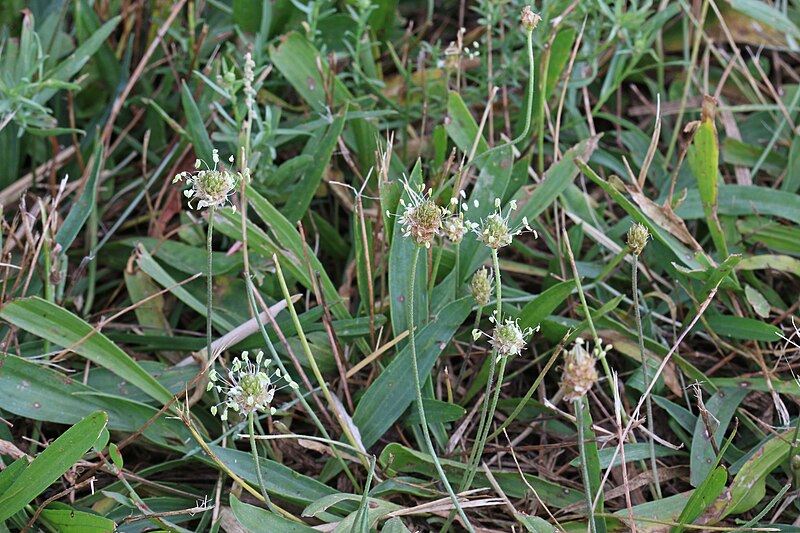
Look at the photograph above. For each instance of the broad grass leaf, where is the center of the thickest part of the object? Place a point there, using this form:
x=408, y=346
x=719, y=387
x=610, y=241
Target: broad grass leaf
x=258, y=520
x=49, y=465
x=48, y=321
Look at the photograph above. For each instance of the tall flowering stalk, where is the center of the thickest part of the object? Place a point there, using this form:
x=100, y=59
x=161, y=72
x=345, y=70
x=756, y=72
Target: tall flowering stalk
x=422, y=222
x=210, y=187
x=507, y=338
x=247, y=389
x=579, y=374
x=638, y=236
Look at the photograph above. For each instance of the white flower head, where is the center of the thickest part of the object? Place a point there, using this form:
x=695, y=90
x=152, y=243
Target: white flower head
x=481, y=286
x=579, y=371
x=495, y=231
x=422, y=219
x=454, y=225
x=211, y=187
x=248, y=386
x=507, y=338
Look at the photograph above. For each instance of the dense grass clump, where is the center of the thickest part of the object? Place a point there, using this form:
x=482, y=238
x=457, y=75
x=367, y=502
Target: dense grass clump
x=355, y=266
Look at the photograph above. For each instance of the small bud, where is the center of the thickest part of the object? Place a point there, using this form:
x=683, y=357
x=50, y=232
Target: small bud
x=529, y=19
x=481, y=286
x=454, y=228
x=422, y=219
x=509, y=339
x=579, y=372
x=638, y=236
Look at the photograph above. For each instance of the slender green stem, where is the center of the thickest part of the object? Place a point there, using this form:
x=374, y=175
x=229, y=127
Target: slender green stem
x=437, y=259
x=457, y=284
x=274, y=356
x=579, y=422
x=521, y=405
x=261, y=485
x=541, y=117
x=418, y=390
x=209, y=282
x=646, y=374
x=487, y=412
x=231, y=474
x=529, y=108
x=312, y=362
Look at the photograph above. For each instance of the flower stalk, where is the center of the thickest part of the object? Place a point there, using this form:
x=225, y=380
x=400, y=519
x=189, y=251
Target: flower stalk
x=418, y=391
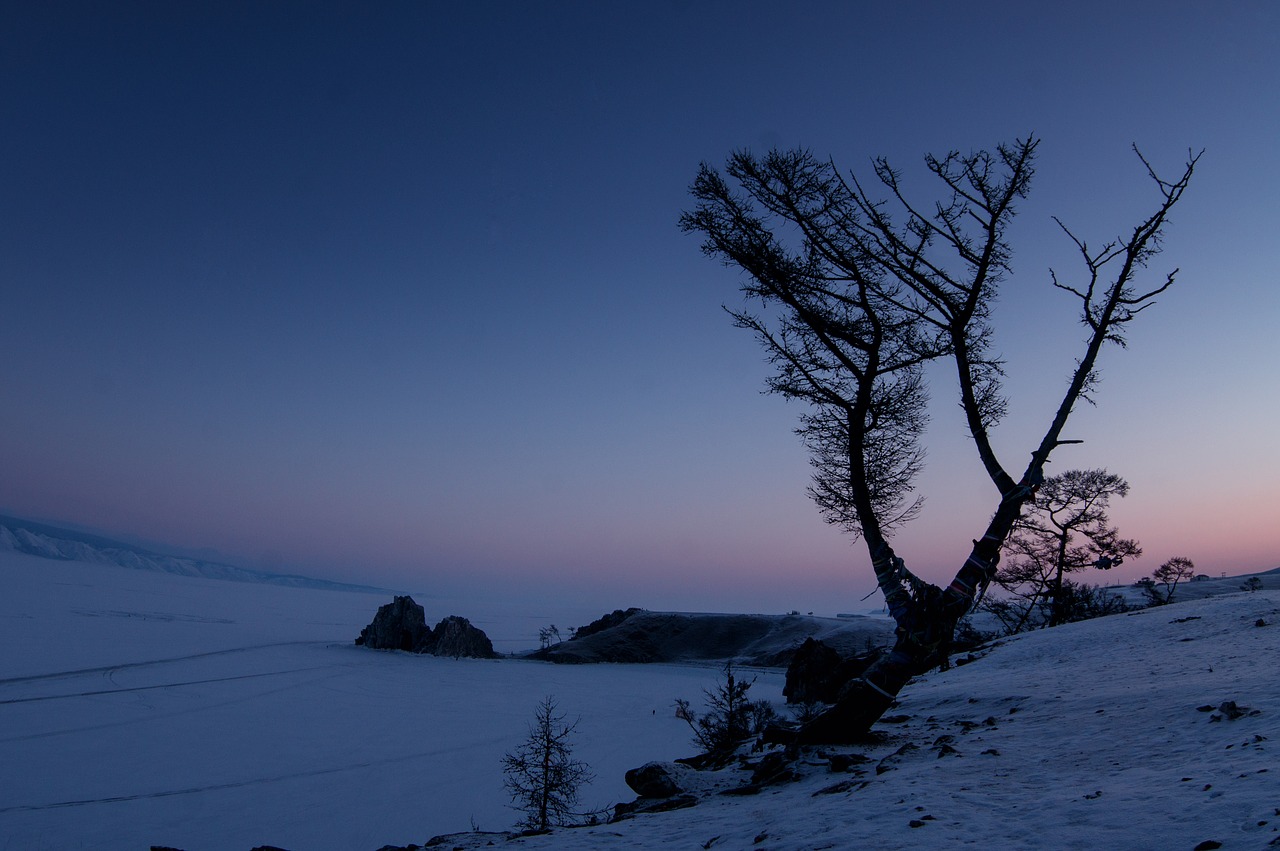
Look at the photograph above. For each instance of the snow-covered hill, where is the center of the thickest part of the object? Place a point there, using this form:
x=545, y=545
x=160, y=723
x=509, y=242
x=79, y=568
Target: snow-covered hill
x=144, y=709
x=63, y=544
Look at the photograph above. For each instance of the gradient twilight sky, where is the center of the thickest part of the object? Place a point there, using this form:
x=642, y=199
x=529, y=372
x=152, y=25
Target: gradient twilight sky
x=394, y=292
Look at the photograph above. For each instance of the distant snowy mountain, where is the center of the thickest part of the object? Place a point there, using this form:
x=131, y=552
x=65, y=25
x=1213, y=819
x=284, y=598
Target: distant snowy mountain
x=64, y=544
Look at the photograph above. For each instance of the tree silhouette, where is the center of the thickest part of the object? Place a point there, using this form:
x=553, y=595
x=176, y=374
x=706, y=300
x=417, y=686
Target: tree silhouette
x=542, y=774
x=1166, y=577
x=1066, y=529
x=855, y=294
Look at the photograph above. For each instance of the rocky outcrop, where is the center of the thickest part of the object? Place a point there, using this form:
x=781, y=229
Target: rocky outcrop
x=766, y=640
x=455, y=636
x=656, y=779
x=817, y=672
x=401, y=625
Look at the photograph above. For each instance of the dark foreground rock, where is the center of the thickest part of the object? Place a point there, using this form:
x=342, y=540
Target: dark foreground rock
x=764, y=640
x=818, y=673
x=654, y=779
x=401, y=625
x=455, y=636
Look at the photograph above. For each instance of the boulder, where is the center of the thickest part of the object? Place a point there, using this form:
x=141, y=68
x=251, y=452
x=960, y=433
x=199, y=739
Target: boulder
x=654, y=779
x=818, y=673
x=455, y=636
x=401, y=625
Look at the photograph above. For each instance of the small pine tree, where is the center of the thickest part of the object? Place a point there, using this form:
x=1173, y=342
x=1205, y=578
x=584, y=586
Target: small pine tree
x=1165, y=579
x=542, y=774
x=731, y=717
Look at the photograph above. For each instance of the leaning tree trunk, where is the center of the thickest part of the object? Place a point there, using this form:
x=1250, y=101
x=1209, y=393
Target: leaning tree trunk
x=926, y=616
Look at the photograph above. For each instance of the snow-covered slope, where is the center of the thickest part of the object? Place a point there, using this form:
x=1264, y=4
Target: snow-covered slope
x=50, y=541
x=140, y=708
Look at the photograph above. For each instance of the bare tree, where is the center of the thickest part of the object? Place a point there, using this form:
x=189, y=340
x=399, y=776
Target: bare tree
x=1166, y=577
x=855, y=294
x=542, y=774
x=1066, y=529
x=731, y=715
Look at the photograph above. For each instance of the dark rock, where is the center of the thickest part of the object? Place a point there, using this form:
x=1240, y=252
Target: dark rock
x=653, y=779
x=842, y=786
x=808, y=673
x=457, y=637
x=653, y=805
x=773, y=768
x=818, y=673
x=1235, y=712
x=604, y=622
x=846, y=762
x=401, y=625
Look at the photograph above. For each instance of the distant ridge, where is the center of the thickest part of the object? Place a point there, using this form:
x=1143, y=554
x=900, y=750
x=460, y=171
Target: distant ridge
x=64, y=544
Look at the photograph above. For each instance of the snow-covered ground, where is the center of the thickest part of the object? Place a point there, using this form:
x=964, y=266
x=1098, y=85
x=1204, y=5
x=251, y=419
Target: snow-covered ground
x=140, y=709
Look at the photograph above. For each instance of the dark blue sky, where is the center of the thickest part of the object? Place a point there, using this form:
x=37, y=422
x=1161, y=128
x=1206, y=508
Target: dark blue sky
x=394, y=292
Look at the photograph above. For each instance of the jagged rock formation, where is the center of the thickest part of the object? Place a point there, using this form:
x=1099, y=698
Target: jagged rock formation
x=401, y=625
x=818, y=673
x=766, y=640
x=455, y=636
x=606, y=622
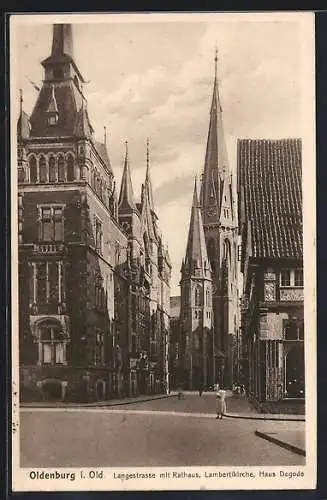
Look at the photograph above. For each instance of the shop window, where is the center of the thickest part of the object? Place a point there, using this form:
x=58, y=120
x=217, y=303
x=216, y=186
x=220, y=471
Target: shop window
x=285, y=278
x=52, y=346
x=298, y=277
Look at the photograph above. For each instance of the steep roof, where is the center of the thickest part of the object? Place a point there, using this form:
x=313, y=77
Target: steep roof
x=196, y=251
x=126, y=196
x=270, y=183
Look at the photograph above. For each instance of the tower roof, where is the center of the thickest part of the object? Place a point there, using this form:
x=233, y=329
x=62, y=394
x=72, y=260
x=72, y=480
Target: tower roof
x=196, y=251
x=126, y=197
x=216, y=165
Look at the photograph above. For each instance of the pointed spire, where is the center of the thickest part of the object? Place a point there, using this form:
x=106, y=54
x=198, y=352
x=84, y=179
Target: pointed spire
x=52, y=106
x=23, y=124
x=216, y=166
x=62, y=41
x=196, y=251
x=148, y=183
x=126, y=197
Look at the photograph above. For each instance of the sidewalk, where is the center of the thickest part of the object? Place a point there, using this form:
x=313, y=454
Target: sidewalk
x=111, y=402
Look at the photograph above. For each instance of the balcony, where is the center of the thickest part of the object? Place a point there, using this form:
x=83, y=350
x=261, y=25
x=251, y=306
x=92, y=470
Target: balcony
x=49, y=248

================================

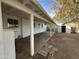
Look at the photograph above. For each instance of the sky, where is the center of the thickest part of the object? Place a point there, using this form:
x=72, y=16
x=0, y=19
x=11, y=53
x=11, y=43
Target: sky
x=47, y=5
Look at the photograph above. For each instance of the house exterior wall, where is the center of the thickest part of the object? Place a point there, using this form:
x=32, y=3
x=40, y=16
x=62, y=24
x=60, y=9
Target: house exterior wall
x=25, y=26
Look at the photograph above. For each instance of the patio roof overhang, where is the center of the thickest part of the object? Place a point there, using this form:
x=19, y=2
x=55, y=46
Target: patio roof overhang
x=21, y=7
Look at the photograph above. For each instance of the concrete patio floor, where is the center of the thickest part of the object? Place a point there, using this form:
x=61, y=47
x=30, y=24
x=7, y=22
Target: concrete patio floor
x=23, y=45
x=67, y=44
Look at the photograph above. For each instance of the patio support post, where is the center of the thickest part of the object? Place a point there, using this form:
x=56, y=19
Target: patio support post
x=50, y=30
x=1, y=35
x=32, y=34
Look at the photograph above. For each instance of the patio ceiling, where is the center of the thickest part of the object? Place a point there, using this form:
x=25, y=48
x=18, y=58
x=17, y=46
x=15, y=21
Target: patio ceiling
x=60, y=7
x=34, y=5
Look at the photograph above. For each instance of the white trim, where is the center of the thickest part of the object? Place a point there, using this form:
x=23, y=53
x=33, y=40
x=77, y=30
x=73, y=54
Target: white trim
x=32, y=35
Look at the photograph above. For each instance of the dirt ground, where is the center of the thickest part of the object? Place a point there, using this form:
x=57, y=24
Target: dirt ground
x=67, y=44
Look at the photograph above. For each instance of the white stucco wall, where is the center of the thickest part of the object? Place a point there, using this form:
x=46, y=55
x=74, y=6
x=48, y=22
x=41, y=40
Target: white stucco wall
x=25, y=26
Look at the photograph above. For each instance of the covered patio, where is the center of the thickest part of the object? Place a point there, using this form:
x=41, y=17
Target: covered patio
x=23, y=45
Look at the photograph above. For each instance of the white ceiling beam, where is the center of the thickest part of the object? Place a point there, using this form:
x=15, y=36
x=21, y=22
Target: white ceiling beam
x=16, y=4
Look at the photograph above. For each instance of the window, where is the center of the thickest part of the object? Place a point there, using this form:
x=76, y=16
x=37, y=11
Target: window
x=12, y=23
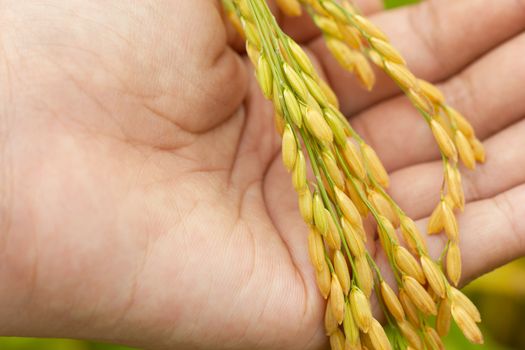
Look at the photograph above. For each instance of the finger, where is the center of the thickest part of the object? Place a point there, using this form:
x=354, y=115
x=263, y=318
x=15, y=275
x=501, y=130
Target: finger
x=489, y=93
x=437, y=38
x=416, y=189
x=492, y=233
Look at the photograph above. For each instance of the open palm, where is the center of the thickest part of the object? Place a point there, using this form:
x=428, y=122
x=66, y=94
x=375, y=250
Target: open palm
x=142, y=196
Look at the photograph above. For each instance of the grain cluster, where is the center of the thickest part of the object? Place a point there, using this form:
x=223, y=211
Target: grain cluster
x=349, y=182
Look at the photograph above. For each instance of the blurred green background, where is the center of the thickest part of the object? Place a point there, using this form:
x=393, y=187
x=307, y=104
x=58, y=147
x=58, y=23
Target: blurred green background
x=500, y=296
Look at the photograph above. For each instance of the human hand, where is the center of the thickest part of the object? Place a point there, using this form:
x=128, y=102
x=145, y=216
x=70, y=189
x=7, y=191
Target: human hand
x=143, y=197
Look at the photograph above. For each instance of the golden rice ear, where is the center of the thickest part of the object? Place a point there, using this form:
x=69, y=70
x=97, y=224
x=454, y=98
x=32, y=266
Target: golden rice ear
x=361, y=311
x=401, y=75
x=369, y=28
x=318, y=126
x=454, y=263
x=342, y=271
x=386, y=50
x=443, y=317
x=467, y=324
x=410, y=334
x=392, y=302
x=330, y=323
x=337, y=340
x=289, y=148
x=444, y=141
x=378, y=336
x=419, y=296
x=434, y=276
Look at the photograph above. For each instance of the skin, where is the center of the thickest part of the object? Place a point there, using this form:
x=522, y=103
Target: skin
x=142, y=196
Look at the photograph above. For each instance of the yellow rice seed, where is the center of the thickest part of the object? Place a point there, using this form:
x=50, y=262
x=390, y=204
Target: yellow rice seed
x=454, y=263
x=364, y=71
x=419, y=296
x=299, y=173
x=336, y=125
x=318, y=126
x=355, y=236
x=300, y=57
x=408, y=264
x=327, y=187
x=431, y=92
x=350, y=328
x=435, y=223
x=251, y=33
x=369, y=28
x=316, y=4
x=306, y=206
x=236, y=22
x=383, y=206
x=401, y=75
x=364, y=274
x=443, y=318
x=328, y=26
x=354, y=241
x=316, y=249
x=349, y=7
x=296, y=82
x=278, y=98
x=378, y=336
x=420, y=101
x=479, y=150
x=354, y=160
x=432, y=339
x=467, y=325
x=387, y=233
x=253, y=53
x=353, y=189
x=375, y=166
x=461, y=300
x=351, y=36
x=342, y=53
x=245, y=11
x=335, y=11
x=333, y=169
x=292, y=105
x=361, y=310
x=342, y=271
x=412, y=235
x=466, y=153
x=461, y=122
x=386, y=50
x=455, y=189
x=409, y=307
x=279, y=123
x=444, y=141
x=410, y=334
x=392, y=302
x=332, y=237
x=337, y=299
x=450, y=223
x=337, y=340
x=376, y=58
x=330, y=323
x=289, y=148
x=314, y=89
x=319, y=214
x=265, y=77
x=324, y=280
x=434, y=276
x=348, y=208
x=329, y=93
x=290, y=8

================================

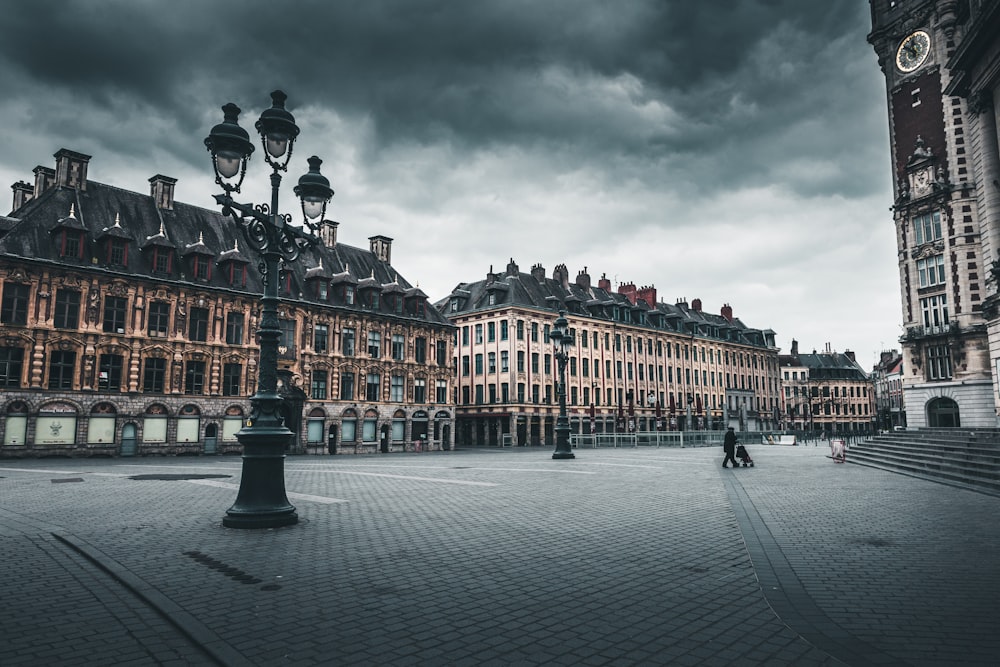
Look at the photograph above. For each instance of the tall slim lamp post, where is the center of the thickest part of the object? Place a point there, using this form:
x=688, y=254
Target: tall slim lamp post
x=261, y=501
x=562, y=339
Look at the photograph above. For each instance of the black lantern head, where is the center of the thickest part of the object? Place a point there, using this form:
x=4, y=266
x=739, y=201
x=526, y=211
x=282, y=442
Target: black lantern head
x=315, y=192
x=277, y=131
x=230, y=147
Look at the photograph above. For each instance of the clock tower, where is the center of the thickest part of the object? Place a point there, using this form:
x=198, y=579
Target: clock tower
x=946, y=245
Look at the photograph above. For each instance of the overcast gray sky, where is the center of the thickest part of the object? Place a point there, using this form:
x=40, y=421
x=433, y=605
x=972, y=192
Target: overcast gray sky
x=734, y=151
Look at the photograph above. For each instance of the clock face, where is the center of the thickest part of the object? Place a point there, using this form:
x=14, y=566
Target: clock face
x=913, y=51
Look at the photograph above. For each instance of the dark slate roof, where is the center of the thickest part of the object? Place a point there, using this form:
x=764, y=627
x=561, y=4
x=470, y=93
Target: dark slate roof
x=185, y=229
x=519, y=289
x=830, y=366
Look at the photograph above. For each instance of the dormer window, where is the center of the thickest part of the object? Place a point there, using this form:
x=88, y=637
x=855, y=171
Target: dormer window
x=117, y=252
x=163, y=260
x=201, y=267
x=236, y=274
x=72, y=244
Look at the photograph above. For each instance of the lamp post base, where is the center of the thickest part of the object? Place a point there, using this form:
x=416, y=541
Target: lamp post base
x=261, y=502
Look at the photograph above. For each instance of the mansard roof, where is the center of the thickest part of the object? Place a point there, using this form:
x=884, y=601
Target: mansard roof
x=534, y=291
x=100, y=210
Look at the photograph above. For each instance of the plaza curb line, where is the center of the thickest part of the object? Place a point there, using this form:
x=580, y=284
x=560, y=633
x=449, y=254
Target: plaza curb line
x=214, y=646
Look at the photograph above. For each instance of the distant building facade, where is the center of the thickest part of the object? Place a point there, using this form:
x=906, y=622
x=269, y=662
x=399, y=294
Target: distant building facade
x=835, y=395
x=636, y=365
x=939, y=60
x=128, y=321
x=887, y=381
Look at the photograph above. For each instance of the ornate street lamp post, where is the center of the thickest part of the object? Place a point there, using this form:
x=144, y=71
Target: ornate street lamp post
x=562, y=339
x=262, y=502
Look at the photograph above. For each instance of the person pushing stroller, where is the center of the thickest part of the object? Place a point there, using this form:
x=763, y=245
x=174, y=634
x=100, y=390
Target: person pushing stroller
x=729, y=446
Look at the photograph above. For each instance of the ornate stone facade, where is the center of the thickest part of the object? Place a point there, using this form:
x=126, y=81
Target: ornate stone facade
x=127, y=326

================================

What is being asked » Copy the data from the line containing "Look at the photograph above. For each instance of the rocky" up to and including the line containing "x=731, y=717", replacing "rocky outcrop" with "stone ledge" and keeping everything else unchanged.

Task output »
Look at the photograph above. For each instance of the stone ledge, where is the center of the thickest part of the object? Place a point there, using this form:
x=781, y=229
Target: stone ledge
x=766, y=640
x=455, y=636
x=656, y=779
x=817, y=672
x=401, y=625
Look at the photograph above. For each instance of the dark foreground rock, where is the center of the thickest part of the object? Place a point there, using this form:
x=342, y=540
Target: dark foreground rock
x=764, y=640
x=818, y=673
x=654, y=779
x=401, y=625
x=455, y=636
Look at the photograph above. For each instance of the boulder, where is the center of the thickest part of the object? Place a point there, using this form:
x=141, y=68
x=251, y=452
x=960, y=433
x=199, y=739
Target: boulder
x=654, y=779
x=818, y=673
x=455, y=636
x=401, y=625
Look at the photograph above. For each instance of the small pine tree, where is the center of the thickest part of the object? Place a point there, using this form:
x=1173, y=342
x=1205, y=578
x=584, y=586
Target: small pine tree
x=1165, y=579
x=542, y=774
x=731, y=717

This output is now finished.